Task goal: Transcribe the records in their entirety, exactly as given.

:: Provided records ::

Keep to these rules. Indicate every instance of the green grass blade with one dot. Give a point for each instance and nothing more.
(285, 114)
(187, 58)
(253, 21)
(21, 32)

:::

Reply:
Keep to these rules. Indicate every instance of the green grass blade with one dot. Give a point for each instance and nothing more.
(285, 114)
(187, 58)
(253, 21)
(21, 32)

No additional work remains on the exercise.